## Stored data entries
--- START ---
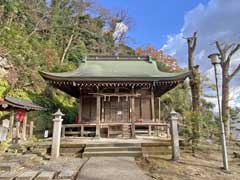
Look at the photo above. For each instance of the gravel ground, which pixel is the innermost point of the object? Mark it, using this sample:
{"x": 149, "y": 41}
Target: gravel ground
{"x": 205, "y": 165}
{"x": 60, "y": 164}
{"x": 112, "y": 168}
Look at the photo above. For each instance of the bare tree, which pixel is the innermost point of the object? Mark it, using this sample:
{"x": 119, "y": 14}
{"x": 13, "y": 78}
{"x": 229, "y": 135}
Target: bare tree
{"x": 226, "y": 51}
{"x": 195, "y": 79}
{"x": 195, "y": 89}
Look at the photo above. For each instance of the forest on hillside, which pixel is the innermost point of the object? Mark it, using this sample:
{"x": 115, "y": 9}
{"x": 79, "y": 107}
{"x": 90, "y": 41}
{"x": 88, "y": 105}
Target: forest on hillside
{"x": 54, "y": 35}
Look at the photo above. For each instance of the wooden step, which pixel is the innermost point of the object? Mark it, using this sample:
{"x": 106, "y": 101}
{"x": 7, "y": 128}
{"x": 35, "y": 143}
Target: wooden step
{"x": 113, "y": 145}
{"x": 100, "y": 149}
{"x": 113, "y": 154}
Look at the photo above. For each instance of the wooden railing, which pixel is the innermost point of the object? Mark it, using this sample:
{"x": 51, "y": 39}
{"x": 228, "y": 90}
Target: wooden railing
{"x": 153, "y": 128}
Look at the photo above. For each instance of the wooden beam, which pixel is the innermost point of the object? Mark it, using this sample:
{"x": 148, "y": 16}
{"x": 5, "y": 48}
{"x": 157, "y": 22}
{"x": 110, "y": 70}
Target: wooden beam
{"x": 152, "y": 105}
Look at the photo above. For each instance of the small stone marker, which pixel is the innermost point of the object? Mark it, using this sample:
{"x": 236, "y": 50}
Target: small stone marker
{"x": 10, "y": 175}
{"x": 46, "y": 175}
{"x": 8, "y": 166}
{"x": 27, "y": 175}
{"x": 66, "y": 174}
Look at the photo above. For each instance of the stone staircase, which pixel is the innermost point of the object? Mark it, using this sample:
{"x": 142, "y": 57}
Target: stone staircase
{"x": 112, "y": 150}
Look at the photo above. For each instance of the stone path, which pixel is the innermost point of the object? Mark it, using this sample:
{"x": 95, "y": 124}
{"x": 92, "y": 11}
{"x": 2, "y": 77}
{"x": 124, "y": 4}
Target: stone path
{"x": 109, "y": 168}
{"x": 25, "y": 167}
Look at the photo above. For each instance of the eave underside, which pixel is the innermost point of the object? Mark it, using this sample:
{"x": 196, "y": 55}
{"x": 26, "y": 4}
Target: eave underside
{"x": 73, "y": 87}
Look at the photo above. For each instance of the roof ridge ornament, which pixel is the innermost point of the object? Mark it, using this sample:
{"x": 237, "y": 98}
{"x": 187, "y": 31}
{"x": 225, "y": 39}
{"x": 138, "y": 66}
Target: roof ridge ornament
{"x": 84, "y": 59}
{"x": 150, "y": 59}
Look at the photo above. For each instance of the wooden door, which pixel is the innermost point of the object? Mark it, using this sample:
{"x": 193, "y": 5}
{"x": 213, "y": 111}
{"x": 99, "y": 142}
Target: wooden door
{"x": 116, "y": 111}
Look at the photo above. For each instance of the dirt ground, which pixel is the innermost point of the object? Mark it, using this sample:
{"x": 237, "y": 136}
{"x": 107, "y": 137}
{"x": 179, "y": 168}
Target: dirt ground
{"x": 205, "y": 165}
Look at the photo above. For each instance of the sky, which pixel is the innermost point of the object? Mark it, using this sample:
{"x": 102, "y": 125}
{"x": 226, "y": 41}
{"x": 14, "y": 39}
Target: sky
{"x": 153, "y": 20}
{"x": 165, "y": 23}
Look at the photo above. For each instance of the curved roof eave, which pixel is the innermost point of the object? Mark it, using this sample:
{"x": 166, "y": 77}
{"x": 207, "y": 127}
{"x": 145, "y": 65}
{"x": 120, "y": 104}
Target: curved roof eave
{"x": 59, "y": 77}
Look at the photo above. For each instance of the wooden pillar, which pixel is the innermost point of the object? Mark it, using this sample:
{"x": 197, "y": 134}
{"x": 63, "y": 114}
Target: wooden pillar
{"x": 11, "y": 123}
{"x": 31, "y": 130}
{"x": 98, "y": 116}
{"x": 152, "y": 105}
{"x": 174, "y": 136}
{"x": 102, "y": 117}
{"x": 149, "y": 130}
{"x": 24, "y": 129}
{"x": 133, "y": 117}
{"x": 56, "y": 137}
{"x": 63, "y": 131}
{"x": 159, "y": 109}
{"x": 82, "y": 130}
{"x": 17, "y": 131}
{"x": 80, "y": 110}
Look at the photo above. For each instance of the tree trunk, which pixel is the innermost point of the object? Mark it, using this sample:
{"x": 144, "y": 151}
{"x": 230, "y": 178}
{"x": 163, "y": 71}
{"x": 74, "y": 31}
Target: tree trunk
{"x": 195, "y": 89}
{"x": 225, "y": 100}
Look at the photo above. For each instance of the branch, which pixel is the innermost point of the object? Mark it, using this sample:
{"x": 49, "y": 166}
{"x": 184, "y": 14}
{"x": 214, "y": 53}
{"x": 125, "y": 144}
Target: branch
{"x": 233, "y": 52}
{"x": 235, "y": 72}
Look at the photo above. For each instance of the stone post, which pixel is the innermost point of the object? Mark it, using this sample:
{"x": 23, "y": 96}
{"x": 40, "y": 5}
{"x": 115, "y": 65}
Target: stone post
{"x": 56, "y": 138}
{"x": 174, "y": 135}
{"x": 31, "y": 130}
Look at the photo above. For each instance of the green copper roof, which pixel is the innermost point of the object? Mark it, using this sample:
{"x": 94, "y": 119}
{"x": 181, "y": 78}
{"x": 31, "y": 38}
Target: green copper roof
{"x": 115, "y": 69}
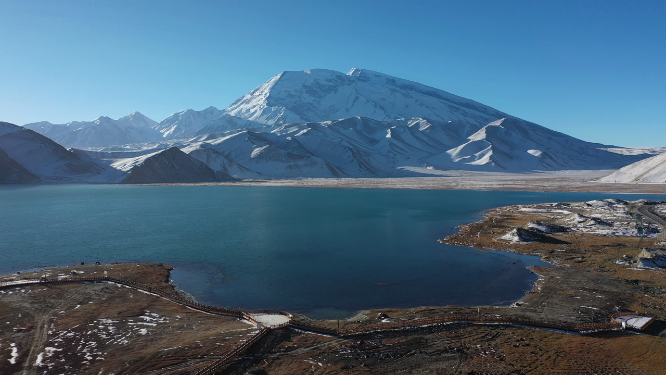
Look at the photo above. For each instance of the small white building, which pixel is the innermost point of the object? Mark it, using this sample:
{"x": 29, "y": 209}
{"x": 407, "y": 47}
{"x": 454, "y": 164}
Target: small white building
{"x": 652, "y": 258}
{"x": 635, "y": 322}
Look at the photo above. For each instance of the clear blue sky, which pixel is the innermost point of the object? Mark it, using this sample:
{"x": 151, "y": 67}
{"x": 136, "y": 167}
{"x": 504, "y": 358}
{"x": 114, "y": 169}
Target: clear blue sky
{"x": 593, "y": 69}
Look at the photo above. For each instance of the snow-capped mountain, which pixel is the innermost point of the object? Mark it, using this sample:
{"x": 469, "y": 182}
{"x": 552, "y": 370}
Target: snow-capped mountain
{"x": 320, "y": 95}
{"x": 186, "y": 123}
{"x": 361, "y": 147}
{"x": 30, "y": 151}
{"x": 322, "y": 123}
{"x": 100, "y": 132}
{"x": 651, "y": 170}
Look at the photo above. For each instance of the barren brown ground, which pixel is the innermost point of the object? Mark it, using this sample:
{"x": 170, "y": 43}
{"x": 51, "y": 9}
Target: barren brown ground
{"x": 105, "y": 328}
{"x": 585, "y": 285}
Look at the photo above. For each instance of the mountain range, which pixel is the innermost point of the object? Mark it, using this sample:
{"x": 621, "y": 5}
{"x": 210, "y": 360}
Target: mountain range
{"x": 650, "y": 170}
{"x": 322, "y": 123}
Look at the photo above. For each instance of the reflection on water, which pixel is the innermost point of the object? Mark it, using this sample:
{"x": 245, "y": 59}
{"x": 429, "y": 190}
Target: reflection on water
{"x": 321, "y": 252}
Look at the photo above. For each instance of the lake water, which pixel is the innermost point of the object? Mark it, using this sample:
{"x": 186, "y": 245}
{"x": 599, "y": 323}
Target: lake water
{"x": 321, "y": 252}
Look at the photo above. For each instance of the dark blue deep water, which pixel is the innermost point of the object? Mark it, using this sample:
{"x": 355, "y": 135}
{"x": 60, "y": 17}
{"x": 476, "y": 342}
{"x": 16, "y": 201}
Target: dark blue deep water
{"x": 321, "y": 252}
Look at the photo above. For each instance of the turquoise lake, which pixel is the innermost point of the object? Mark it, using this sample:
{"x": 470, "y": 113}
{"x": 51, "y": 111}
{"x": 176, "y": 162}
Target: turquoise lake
{"x": 325, "y": 253}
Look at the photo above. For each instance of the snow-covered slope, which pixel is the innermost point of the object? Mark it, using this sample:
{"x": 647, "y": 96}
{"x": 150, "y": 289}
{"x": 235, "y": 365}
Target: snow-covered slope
{"x": 647, "y": 170}
{"x": 322, "y": 123}
{"x": 100, "y": 132}
{"x": 187, "y": 123}
{"x": 361, "y": 147}
{"x": 319, "y": 95}
{"x": 42, "y": 157}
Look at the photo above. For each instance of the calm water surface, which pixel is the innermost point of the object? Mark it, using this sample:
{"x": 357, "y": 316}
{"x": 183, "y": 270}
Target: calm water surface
{"x": 321, "y": 252}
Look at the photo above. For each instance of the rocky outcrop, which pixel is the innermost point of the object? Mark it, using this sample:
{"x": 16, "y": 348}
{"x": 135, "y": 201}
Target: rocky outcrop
{"x": 172, "y": 166}
{"x": 12, "y": 172}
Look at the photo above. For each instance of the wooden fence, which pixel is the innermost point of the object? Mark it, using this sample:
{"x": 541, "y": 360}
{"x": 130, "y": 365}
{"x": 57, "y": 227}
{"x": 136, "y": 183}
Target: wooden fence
{"x": 313, "y": 326}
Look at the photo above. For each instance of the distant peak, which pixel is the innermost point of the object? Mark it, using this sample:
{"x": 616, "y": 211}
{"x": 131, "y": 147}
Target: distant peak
{"x": 354, "y": 72}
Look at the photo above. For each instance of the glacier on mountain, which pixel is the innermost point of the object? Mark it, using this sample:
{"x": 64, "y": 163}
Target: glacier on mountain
{"x": 323, "y": 123}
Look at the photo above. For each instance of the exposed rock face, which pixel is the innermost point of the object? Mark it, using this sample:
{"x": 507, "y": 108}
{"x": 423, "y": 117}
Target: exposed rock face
{"x": 652, "y": 170}
{"x": 172, "y": 166}
{"x": 12, "y": 172}
{"x": 42, "y": 157}
{"x": 519, "y": 235}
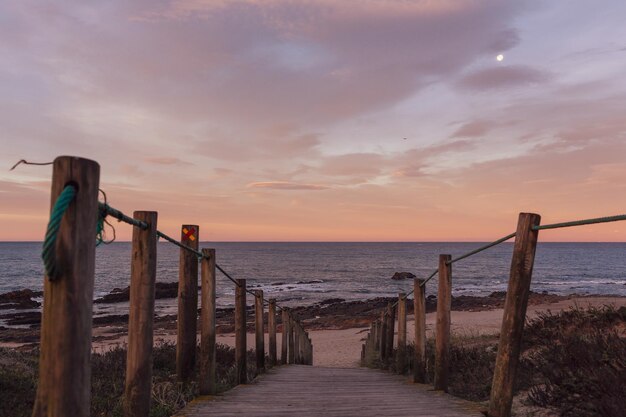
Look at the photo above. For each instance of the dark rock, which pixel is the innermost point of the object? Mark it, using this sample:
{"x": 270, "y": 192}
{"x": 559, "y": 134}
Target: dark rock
{"x": 332, "y": 301}
{"x": 20, "y": 299}
{"x": 398, "y": 276}
{"x": 22, "y": 319}
{"x": 162, "y": 290}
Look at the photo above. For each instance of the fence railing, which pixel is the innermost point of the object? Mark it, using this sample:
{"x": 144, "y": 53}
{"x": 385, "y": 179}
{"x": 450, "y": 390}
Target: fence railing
{"x": 77, "y": 217}
{"x": 379, "y": 341}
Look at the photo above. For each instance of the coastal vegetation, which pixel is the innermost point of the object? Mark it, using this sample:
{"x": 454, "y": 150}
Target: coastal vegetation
{"x": 572, "y": 364}
{"x": 18, "y": 380}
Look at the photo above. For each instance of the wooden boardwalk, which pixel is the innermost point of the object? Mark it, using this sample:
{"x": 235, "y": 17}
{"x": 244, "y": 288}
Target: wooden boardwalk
{"x": 307, "y": 391}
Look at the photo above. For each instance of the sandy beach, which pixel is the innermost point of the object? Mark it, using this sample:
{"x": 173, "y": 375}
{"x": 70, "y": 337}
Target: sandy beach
{"x": 342, "y": 347}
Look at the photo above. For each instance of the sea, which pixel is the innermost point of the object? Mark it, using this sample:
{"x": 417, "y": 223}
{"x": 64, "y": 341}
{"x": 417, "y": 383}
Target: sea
{"x": 304, "y": 273}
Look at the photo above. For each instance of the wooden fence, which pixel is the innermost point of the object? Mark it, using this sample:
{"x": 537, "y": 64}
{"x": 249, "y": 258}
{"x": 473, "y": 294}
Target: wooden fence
{"x": 66, "y": 330}
{"x": 379, "y": 341}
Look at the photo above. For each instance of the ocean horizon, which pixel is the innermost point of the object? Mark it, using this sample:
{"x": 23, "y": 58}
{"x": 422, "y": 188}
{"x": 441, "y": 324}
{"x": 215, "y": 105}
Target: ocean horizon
{"x": 309, "y": 272}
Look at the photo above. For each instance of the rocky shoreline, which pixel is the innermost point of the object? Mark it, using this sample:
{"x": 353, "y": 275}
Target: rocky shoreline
{"x": 334, "y": 313}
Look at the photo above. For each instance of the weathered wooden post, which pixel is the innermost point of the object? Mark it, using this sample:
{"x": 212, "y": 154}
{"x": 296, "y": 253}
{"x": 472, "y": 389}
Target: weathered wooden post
{"x": 208, "y": 370}
{"x": 271, "y": 328}
{"x": 296, "y": 344}
{"x": 64, "y": 384}
{"x": 285, "y": 336}
{"x": 376, "y": 336}
{"x": 514, "y": 315}
{"x": 240, "y": 332}
{"x": 258, "y": 330}
{"x": 391, "y": 324}
{"x": 303, "y": 347}
{"x": 401, "y": 359}
{"x": 383, "y": 336}
{"x": 442, "y": 336}
{"x": 292, "y": 353}
{"x": 138, "y": 387}
{"x": 309, "y": 345}
{"x": 187, "y": 303}
{"x": 419, "y": 308}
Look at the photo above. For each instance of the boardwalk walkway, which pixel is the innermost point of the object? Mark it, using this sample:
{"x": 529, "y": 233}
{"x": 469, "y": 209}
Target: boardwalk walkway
{"x": 306, "y": 391}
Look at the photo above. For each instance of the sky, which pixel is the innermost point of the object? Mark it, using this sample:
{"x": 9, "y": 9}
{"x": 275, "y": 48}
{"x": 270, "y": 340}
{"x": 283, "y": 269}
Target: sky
{"x": 327, "y": 120}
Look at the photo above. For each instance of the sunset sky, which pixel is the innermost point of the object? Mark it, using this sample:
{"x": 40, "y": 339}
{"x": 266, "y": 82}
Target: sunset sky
{"x": 284, "y": 120}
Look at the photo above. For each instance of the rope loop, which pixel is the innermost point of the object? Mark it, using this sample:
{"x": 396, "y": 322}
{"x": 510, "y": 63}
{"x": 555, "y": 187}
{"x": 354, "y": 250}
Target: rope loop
{"x": 48, "y": 253}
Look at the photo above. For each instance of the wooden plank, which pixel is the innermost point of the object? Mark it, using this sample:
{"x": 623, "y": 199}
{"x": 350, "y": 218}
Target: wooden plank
{"x": 419, "y": 309}
{"x": 401, "y": 357}
{"x": 292, "y": 352}
{"x": 65, "y": 350}
{"x": 208, "y": 370}
{"x": 383, "y": 336}
{"x": 306, "y": 391}
{"x": 258, "y": 330}
{"x": 187, "y": 303}
{"x": 240, "y": 332}
{"x": 138, "y": 387}
{"x": 514, "y": 315}
{"x": 285, "y": 336}
{"x": 391, "y": 323}
{"x": 271, "y": 328}
{"x": 442, "y": 336}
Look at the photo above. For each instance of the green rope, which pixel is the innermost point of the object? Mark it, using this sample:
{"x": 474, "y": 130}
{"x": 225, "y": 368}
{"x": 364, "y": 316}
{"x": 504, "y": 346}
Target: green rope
{"x": 582, "y": 222}
{"x": 48, "y": 253}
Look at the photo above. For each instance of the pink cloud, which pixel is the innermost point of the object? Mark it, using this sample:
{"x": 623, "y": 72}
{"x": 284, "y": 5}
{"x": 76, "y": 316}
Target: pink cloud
{"x": 503, "y": 77}
{"x": 289, "y": 186}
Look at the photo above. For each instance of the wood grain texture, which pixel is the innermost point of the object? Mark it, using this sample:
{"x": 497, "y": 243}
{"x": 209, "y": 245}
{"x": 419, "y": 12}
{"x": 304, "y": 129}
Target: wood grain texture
{"x": 292, "y": 353}
{"x": 401, "y": 355}
{"x": 306, "y": 391}
{"x": 419, "y": 309}
{"x": 284, "y": 343}
{"x": 240, "y": 332}
{"x": 65, "y": 351}
{"x": 187, "y": 304}
{"x": 382, "y": 336}
{"x": 391, "y": 324}
{"x": 259, "y": 331}
{"x": 514, "y": 315}
{"x": 442, "y": 336}
{"x": 208, "y": 375}
{"x": 138, "y": 387}
{"x": 271, "y": 329}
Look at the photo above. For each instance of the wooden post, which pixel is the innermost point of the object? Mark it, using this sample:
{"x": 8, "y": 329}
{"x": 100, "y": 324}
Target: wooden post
{"x": 401, "y": 358}
{"x": 391, "y": 322}
{"x": 419, "y": 308}
{"x": 285, "y": 336}
{"x": 309, "y": 349}
{"x": 240, "y": 332}
{"x": 138, "y": 387}
{"x": 296, "y": 344}
{"x": 260, "y": 342}
{"x": 187, "y": 304}
{"x": 383, "y": 335}
{"x": 271, "y": 328}
{"x": 376, "y": 336}
{"x": 514, "y": 315}
{"x": 64, "y": 387}
{"x": 292, "y": 354}
{"x": 208, "y": 372}
{"x": 442, "y": 337}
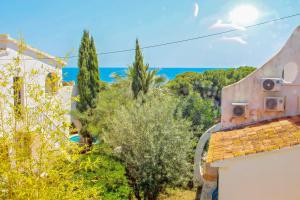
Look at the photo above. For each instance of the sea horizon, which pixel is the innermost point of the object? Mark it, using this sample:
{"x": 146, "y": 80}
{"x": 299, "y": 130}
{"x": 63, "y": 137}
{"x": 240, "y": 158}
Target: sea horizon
{"x": 70, "y": 73}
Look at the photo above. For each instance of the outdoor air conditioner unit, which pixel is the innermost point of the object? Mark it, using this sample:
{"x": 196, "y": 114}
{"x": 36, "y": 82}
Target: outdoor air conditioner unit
{"x": 274, "y": 104}
{"x": 239, "y": 109}
{"x": 271, "y": 84}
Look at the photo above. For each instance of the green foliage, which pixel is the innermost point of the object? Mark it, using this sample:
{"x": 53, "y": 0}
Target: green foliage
{"x": 88, "y": 77}
{"x": 94, "y": 70}
{"x": 142, "y": 78}
{"x": 101, "y": 171}
{"x": 83, "y": 75}
{"x": 108, "y": 103}
{"x": 146, "y": 134}
{"x": 209, "y": 84}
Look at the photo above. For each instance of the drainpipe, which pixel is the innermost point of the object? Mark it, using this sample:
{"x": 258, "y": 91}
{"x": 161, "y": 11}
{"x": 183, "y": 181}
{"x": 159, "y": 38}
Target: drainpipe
{"x": 198, "y": 174}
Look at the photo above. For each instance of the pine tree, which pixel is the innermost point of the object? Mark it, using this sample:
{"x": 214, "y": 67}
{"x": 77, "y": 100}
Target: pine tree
{"x": 83, "y": 76}
{"x": 93, "y": 71}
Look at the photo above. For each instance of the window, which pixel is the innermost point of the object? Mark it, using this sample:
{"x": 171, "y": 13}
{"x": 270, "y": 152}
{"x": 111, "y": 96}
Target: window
{"x": 18, "y": 87}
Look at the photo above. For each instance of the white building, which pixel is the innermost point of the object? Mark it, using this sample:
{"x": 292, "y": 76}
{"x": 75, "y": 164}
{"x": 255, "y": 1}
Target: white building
{"x": 254, "y": 151}
{"x": 22, "y": 68}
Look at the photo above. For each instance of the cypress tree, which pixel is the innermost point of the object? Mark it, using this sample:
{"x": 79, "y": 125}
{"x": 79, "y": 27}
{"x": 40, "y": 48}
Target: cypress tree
{"x": 83, "y": 75}
{"x": 142, "y": 77}
{"x": 137, "y": 71}
{"x": 93, "y": 71}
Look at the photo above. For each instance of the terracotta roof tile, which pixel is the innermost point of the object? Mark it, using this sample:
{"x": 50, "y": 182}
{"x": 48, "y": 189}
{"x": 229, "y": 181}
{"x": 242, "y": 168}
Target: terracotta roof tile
{"x": 256, "y": 138}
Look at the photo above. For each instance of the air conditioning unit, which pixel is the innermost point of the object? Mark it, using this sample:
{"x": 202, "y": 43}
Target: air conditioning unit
{"x": 271, "y": 84}
{"x": 274, "y": 104}
{"x": 239, "y": 109}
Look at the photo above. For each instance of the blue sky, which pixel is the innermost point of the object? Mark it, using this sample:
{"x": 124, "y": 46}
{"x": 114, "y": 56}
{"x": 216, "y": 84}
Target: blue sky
{"x": 56, "y": 27}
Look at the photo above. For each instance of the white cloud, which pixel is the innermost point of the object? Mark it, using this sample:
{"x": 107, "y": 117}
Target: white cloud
{"x": 235, "y": 39}
{"x": 196, "y": 9}
{"x": 220, "y": 25}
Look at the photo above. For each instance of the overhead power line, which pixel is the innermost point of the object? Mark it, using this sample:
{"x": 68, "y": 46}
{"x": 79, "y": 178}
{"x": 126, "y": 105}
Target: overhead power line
{"x": 183, "y": 40}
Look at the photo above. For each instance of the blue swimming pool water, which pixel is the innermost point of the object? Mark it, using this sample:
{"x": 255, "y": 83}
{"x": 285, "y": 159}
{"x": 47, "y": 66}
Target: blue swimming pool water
{"x": 75, "y": 138}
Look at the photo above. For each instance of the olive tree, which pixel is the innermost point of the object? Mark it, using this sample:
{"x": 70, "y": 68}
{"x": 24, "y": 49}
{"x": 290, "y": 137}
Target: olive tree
{"x": 152, "y": 143}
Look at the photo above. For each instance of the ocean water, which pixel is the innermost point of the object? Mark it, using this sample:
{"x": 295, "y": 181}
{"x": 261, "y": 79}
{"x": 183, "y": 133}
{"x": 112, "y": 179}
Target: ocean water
{"x": 70, "y": 73}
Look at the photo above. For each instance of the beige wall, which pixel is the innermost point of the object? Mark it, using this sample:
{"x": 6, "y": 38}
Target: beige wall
{"x": 267, "y": 176}
{"x": 249, "y": 89}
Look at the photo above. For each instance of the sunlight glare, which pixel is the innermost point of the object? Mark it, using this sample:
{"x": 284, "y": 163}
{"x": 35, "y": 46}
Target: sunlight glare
{"x": 244, "y": 15}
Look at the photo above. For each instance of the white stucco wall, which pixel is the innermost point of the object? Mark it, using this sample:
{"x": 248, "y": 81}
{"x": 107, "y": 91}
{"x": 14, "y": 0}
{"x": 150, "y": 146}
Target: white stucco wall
{"x": 266, "y": 176}
{"x": 249, "y": 89}
{"x": 30, "y": 61}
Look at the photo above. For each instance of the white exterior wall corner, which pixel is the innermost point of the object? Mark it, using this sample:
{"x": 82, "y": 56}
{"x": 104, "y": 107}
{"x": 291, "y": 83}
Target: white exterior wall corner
{"x": 271, "y": 175}
{"x": 248, "y": 90}
{"x": 30, "y": 62}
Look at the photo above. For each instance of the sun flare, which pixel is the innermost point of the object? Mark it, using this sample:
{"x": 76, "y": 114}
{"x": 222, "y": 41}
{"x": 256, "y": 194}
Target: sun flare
{"x": 244, "y": 15}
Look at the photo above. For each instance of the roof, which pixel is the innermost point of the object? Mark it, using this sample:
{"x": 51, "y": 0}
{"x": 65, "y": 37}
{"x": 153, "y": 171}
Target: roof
{"x": 39, "y": 54}
{"x": 260, "y": 137}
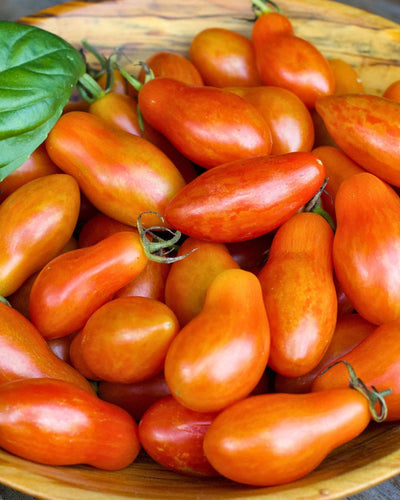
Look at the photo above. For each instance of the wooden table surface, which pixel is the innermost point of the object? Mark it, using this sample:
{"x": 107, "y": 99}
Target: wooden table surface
{"x": 13, "y": 9}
--- END ---
## WORK TO COMPLETE
Skip every picture and return the lines above from the top through the one that contains "Look at the photo above. For each instance of the forest".

## ANSWER AREA
Look at the photo above. For each instance of the gravel ground, which pixel is the innermost point of the object? Mark it, using this sample:
{"x": 149, "y": 41}
Target: gravel ground
{"x": 205, "y": 165}
{"x": 60, "y": 164}
{"x": 112, "y": 168}
Look at the photo above. For each instance of the bare tree, which pixel is the innermost point of the object? Mark it, using this sample:
{"x": 119, "y": 14}
{"x": 13, "y": 78}
{"x": 229, "y": 135}
Target: bare tree
{"x": 226, "y": 51}
{"x": 195, "y": 79}
{"x": 195, "y": 89}
Look at the photo above. For each instance of the forest on hillside, which pixel is the innermost point of the object? Mark it, using this sample:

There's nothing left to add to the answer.